Exercise directions: Quote every entry word for word.

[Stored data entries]
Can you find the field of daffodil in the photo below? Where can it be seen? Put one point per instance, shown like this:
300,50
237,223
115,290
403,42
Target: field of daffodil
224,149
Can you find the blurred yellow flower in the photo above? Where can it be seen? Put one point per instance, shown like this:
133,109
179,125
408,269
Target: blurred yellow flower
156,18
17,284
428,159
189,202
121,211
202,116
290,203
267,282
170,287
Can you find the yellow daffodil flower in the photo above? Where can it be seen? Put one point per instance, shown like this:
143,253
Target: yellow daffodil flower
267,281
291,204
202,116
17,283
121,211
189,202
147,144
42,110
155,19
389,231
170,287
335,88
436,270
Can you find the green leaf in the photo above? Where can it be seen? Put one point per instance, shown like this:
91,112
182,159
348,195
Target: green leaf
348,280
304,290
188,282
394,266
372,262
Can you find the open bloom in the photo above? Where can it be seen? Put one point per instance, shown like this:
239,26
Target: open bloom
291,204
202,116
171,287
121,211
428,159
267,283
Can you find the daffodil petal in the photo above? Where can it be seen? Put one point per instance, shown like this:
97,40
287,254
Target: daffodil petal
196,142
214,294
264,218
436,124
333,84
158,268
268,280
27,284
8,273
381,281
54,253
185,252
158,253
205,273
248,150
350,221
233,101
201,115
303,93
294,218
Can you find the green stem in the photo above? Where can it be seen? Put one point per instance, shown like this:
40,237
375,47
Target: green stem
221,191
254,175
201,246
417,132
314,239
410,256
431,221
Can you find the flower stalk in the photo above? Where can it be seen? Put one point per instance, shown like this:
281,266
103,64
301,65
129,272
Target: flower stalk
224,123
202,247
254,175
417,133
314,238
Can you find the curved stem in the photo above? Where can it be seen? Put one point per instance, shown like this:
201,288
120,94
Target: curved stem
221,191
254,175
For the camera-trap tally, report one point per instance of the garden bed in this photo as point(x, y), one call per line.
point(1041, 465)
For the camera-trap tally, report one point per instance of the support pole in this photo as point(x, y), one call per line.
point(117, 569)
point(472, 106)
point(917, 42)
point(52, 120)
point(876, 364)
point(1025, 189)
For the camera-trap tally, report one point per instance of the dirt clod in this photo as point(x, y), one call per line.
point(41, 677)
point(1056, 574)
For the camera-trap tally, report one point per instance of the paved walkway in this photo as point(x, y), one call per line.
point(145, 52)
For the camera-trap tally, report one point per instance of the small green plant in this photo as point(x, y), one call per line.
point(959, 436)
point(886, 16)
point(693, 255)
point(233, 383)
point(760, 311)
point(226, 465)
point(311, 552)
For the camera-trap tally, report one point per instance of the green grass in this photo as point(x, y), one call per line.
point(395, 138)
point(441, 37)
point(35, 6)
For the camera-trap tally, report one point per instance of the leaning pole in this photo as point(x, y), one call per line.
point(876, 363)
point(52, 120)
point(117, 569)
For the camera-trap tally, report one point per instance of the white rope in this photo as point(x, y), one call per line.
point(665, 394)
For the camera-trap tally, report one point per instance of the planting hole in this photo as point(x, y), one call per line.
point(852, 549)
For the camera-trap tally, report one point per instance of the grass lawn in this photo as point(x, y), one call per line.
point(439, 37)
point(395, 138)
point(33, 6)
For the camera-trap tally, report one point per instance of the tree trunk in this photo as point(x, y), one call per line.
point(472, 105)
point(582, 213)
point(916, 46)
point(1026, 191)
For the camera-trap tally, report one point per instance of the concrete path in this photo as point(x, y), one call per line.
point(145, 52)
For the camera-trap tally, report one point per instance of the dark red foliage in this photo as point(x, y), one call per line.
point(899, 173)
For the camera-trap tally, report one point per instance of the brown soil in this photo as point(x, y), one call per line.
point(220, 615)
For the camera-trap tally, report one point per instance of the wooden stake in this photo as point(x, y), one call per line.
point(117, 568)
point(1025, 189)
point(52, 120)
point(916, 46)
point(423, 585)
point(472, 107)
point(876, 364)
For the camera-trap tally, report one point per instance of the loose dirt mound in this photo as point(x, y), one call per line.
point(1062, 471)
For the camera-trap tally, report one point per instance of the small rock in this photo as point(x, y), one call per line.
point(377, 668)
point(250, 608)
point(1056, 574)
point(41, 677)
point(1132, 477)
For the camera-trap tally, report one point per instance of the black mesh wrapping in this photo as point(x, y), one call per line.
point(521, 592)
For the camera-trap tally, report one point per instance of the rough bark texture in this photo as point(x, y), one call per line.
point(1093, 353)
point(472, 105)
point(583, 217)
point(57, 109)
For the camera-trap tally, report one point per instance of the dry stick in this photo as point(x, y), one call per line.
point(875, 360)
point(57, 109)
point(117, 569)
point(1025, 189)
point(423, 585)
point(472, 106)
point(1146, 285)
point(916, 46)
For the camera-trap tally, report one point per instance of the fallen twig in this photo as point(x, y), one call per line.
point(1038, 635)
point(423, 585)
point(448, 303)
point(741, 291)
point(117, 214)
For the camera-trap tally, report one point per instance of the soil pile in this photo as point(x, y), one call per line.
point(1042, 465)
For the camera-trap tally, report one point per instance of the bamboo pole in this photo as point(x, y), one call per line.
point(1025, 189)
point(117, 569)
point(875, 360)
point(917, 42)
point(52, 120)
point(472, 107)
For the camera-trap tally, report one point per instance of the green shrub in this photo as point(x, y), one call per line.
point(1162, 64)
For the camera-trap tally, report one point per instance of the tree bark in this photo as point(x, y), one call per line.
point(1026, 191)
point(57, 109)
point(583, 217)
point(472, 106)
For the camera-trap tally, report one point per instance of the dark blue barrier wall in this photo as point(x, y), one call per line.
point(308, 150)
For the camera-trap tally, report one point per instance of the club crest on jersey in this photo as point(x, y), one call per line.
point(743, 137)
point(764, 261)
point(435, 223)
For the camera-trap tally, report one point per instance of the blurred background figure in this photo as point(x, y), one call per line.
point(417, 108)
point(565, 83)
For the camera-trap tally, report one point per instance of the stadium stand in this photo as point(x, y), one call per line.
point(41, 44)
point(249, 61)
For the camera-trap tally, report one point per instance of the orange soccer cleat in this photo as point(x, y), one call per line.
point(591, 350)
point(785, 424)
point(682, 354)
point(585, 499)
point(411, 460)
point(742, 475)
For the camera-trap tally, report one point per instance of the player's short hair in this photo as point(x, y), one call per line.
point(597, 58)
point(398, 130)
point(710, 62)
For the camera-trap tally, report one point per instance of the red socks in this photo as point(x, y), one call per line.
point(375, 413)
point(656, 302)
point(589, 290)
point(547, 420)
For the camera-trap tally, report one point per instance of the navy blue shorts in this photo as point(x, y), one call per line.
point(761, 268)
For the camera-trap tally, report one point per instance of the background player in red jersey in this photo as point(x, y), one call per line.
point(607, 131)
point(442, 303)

Solution to this problem:
Can you find the field of daffodil in the photo below? Where can it be seen? Put one point per instance, shown like this:
300,50
237,223
115,290
403,42
Target: field of daffodil
224,149
Can you find the blurred yellow flower in the photo above? Where can it be seen? Put one point per instance, shown like this:
133,109
179,125
408,269
Target: blurred yellow flower
156,18
17,284
428,159
189,202
121,211
202,116
290,203
267,282
170,287
Can you find the yellow daffodil flower in the photo above? Where can it be seen? Put one point per instance, shown like this:
143,253
Target: yellow daffodil flower
267,281
291,204
202,116
17,283
121,211
189,202
147,144
42,110
155,19
389,231
170,287
335,88
436,270
Can you find the green leaf in the photo above? Where can it be seen? Put one point per instance, shown like this:
91,112
182,159
348,195
Target: green leaf
348,280
304,290
188,282
394,266
372,262
Can you find the open bloom in the photo above? Where can it be seen? Put one point per instance, shown like this:
239,26
Target: open bloom
291,204
202,116
171,287
121,211
428,159
267,283
Can you find the daffodil petal in the photo above? Where can it be seen? Put one point per instance, shown like this:
97,40
287,254
Target: daffodil petal
196,142
214,294
264,218
436,124
333,84
158,268
268,280
27,284
8,273
381,281
54,253
185,252
158,253
205,273
248,150
350,221
233,101
201,115
303,93
294,218
Can you find the green stem in the photo above? Where can it be seen? Put one point per instance, shown like this:
40,237
375,47
Target: green stem
221,191
254,175
201,246
417,132
314,239
410,256
431,221
Can you find the flower stalk in the photo above? Where can it be seen? Put one point per instance, shown like this:
281,266
103,64
301,65
129,272
Target: flower stalk
224,123
202,247
254,175
417,133
314,238
Can you find the curved stem in the photo above? Where can it be seen? Put one point per instance, shown like this:
201,288
120,94
Target: curved stem
221,191
254,175
For the camera-trap tally, report one point per instance of the garden bed in this photo as point(x, y), one call per line.
point(1041, 465)
For the camera-trap tally, report one point per instance of the support pole in this photo as point(x, y), one call per line.
point(117, 569)
point(472, 106)
point(917, 42)
point(52, 120)
point(876, 364)
point(1025, 189)
For the camera-trap tally, report one point per instance of the dirt clod in this photo as point(x, y), one call per line.
point(41, 677)
point(1056, 574)
For the camera-trap tally, report one point per instance of the paved walkway in this photo as point(x, y), one call per line.
point(145, 52)
For the camera-trap tally, report one point per instance of the small green plant in this photo as point(x, y), one call per line.
point(959, 436)
point(886, 16)
point(693, 255)
point(233, 383)
point(760, 311)
point(226, 465)
point(311, 552)
For the camera-trap tally, report one point per instance of the green grass in this photo as point(x, y), one call per line.
point(395, 138)
point(441, 37)
point(35, 6)
For the camera-trap tally, report one point per instance of the leaning pole in this photo as point(x, y), one call per line.
point(876, 363)
point(52, 120)
point(117, 569)
For the camera-trap tally, report one point per instance of the white rope in this photo as point(x, y), one call per line.
point(665, 394)
For the camera-trap tally, report one point per instance of the planting hole in this photo as point(x, y), one call per line.
point(852, 549)
For the camera-trap tally, report one point per instance of the grass lawn in this photo as point(x, y), one call per line.
point(439, 37)
point(395, 138)
point(33, 6)
For the camera-trap tally, report one point per instance of the tree trunk in this photo as point(x, y), one call per line.
point(472, 105)
point(582, 213)
point(916, 46)
point(1026, 191)
For the camera-trap tally, report one point per instance of the concrete path in this photo as point(x, y), one call per line.
point(145, 52)
For the camera-trap tally, report one point per instance of the dark red foliage in this photo as point(x, y), one call per line.
point(899, 173)
For the camera-trap tally, report one point per instance of the brown soil in this photo as point(x, y), one call per line.
point(220, 615)
For the camera-trap tally, report one point per instance of the wooden stake in this photo as point(x, y), one call per line.
point(117, 568)
point(1025, 189)
point(52, 120)
point(916, 46)
point(423, 585)
point(472, 107)
point(876, 364)
For the camera-trap tally, report one point per instance of the loose dirt mound in this photo as point(x, y), one call per line.
point(1062, 471)
For the camera-trap tally, report one point per instance of the small rock in this photo as point(x, y), one call per line.
point(377, 668)
point(250, 608)
point(1056, 574)
point(41, 677)
point(1132, 477)
For the camera-trap tally, report one point per instance of the black mesh wrapping in this photo as point(x, y), one call per line.
point(521, 592)
For the camera-trap tally, report one point per instance of the rough bark texture in this photo as point(x, y), one call per line.
point(1093, 353)
point(472, 105)
point(583, 217)
point(57, 109)
For the camera-trap tally, report one point per instance of the dry stick in this photo as point(x, y), one call per line.
point(875, 360)
point(57, 109)
point(117, 569)
point(1025, 189)
point(423, 585)
point(472, 106)
point(1146, 285)
point(916, 46)
For the camera-trap tally, report one point per instance of the fallen twig in this photo as point(x, y), one call per line.
point(1038, 635)
point(423, 585)
point(448, 303)
point(741, 291)
point(117, 214)
For the camera-trap tally, report one point per instance of the soil pile in this photo as point(x, y), one call per line.
point(1042, 465)
For the camera-trap tally, report one point per instance of the bamboo pole in this photo as point(x, y), one call per line.
point(1025, 189)
point(117, 569)
point(875, 360)
point(917, 42)
point(52, 120)
point(472, 107)
For the camera-trap tally, report one point per instance of the green shrub in this photo as point(x, y), one call per line.
point(1162, 64)
For the camera-trap tally, report one point per instance of the tree bark in this photo as point(x, y), one call per line.
point(1026, 191)
point(57, 109)
point(583, 217)
point(472, 106)
For the camera-trap tally, report one point per instance of the dark blue barrier wall in this photo as point(x, y), one call per line.
point(308, 150)
For the camera-trap tally, report one point per instance of the club crest on jersey in this photo as point(x, y), one call per line.
point(743, 137)
point(764, 261)
point(435, 223)
For the camera-trap tally, report one point per instance of the blurred background figure in this photo as point(x, y), one call per line.
point(417, 108)
point(565, 83)
For the camera-trap tally, report one point per instance of the stadium stand in this photo as point(x, y), one call per line.
point(41, 44)
point(249, 61)
For the camera-trap tally, report one point per instance of the orange soccer cleat in this photo as point(x, y), one call per line.
point(591, 350)
point(785, 424)
point(682, 354)
point(585, 499)
point(411, 460)
point(742, 475)
For the camera-trap tally, report one point per instance of the player's short hair in this photo as point(x, y), one call per line.
point(597, 58)
point(398, 130)
point(710, 62)
For the camera-trap tally, report one point per instance of the red socks in this photo as point(x, y), one call per line.
point(375, 413)
point(656, 302)
point(589, 290)
point(547, 420)
For the camera-trap tally, report one point per instance of the navy blue shorts in this photo as point(x, y), one call per line.
point(761, 268)
For the camera-trap tally, report one point per instance of the background player in red jersey in this photo as point(x, y), one call per line.
point(607, 131)
point(442, 303)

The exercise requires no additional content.